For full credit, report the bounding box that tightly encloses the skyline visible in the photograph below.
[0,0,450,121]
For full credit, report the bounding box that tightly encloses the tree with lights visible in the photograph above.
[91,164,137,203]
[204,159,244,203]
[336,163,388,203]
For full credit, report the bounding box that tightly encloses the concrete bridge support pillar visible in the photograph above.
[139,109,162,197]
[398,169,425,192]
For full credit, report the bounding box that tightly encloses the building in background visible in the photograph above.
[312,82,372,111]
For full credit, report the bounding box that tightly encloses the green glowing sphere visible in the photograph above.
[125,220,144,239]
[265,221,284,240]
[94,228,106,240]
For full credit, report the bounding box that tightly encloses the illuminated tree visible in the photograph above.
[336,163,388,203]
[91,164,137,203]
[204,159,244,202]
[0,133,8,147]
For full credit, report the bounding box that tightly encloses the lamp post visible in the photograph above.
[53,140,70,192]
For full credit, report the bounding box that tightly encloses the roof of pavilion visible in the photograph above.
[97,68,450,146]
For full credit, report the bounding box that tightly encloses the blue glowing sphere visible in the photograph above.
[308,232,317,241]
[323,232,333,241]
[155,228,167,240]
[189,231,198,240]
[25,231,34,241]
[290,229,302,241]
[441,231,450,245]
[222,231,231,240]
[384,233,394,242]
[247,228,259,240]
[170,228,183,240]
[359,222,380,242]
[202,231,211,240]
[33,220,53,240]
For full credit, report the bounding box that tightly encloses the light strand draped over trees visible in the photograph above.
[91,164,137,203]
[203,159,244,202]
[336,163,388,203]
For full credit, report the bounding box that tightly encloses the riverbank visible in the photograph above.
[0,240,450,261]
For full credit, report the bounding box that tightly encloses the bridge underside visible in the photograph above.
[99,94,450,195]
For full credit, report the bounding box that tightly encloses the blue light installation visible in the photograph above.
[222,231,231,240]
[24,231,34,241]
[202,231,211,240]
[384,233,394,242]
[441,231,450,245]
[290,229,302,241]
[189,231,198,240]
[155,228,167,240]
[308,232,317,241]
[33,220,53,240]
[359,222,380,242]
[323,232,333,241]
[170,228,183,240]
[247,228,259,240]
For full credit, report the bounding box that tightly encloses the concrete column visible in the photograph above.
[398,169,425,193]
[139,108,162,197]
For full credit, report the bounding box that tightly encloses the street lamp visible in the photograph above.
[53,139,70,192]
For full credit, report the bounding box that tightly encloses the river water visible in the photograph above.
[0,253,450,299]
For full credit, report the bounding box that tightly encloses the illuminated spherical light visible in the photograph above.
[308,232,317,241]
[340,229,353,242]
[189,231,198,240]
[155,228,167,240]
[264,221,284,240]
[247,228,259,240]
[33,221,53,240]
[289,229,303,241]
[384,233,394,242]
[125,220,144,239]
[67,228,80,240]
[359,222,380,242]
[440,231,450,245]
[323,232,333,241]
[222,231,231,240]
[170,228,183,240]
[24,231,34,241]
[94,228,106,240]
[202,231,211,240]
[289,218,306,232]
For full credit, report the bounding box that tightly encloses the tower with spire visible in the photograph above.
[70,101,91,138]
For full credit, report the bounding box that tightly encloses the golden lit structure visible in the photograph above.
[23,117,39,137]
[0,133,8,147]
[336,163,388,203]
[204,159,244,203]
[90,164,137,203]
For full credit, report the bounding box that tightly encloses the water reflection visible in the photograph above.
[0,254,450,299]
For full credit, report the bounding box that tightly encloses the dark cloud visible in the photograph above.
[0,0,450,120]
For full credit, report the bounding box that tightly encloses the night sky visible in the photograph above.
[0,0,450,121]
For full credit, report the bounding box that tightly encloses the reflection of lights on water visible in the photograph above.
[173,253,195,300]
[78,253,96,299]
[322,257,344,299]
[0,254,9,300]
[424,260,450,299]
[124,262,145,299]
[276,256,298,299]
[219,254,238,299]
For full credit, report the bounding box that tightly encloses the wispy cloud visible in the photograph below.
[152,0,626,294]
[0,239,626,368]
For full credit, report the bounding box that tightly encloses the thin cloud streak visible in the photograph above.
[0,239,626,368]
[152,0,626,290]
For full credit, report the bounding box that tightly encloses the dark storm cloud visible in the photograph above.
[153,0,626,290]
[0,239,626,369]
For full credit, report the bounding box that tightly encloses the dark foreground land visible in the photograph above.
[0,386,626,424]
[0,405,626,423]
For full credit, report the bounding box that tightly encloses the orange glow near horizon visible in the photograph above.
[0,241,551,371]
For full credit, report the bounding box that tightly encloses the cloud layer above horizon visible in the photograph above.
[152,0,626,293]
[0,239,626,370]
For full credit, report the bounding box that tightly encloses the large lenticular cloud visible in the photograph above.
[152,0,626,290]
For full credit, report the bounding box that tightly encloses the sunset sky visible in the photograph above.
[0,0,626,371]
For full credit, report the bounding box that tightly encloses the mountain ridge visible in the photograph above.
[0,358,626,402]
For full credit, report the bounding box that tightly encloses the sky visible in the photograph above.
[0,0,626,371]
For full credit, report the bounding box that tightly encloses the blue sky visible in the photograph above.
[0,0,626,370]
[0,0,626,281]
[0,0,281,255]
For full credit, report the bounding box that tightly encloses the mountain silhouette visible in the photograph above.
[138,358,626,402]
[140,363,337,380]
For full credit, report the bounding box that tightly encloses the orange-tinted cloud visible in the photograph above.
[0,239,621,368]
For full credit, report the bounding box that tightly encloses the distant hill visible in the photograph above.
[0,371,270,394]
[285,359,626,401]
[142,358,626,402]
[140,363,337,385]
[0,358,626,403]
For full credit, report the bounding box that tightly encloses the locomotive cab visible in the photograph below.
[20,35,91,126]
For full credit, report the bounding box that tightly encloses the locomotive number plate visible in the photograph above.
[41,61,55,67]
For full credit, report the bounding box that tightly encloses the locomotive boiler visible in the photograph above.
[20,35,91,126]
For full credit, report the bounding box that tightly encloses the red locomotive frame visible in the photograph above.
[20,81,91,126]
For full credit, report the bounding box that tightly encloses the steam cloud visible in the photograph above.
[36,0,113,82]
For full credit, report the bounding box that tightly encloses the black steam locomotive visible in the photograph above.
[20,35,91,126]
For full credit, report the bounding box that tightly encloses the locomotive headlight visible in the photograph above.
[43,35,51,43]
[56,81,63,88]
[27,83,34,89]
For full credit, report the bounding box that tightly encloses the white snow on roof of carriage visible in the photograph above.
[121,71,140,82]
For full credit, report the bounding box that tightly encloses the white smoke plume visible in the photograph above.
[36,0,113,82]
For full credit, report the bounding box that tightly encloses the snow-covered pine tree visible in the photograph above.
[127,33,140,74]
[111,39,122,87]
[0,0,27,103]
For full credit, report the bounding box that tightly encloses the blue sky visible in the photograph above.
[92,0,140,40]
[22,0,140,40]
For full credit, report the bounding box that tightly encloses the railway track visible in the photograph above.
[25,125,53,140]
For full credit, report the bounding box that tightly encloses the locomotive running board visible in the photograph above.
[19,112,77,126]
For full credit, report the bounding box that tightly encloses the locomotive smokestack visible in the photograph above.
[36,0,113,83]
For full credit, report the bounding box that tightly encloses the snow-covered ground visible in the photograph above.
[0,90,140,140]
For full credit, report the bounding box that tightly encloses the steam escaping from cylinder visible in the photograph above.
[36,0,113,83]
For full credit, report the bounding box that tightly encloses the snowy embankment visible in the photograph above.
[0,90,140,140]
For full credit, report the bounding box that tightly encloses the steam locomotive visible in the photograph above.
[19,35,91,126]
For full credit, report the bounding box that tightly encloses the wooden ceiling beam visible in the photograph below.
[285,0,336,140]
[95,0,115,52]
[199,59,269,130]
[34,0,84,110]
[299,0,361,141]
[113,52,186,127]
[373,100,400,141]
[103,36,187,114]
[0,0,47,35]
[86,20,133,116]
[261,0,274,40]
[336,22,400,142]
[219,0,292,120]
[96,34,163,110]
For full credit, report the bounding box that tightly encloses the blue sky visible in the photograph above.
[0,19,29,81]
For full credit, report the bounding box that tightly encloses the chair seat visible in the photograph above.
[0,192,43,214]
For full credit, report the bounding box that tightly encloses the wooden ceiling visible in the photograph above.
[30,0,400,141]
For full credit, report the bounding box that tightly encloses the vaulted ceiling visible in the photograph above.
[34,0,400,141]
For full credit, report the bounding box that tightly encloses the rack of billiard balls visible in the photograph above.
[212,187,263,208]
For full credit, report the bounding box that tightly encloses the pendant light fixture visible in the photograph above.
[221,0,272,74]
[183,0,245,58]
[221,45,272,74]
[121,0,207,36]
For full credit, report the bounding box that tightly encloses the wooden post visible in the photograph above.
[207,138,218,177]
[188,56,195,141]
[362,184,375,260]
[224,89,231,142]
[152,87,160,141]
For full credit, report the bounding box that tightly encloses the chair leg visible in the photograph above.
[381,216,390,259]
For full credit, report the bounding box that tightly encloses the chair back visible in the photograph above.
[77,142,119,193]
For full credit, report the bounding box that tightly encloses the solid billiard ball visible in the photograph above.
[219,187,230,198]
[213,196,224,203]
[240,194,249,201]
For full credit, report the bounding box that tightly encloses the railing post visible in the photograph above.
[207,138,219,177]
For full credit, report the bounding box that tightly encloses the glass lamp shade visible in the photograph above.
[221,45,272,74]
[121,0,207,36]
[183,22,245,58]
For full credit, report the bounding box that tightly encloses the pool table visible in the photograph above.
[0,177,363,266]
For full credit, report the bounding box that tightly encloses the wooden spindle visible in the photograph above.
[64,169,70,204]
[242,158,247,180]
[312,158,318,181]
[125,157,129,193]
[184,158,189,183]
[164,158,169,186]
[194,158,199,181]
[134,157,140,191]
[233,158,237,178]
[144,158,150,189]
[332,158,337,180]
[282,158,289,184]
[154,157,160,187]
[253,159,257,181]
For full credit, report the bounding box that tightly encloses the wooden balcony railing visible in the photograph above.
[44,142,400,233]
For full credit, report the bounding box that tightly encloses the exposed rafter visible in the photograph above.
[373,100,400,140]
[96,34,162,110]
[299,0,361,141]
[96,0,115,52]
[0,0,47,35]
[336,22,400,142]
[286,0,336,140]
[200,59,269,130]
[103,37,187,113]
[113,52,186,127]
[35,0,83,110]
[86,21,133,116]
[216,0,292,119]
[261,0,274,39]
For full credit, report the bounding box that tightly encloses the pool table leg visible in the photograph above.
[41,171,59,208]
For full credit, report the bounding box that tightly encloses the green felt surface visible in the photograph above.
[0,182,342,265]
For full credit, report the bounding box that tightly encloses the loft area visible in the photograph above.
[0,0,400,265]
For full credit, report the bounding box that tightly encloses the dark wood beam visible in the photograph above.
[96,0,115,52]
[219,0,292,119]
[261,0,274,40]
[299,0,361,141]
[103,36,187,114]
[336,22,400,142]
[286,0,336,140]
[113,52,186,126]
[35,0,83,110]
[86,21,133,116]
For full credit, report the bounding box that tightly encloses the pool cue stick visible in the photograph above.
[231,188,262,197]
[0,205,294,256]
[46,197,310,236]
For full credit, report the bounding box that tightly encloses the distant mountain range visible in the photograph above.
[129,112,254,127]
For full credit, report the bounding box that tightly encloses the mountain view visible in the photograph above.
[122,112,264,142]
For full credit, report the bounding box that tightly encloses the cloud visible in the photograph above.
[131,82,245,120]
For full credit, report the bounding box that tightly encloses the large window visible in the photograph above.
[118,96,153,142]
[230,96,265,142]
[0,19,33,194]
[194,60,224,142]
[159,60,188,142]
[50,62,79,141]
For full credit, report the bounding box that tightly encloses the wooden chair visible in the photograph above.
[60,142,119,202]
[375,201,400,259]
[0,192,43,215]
☆ ☆ ☆ ☆ ☆ ☆ ☆
--- Job ---
Return, verbatim, the lines of the material from the one containing "vaulted ceiling visible in the photograph above." through the one containing "[34,0,400,141]", both included, and nothing else.

--- Task response ---
For full credit, report the bounding box that tightly encloses the vaulted ceiling visible in the photograph above.
[34,0,400,141]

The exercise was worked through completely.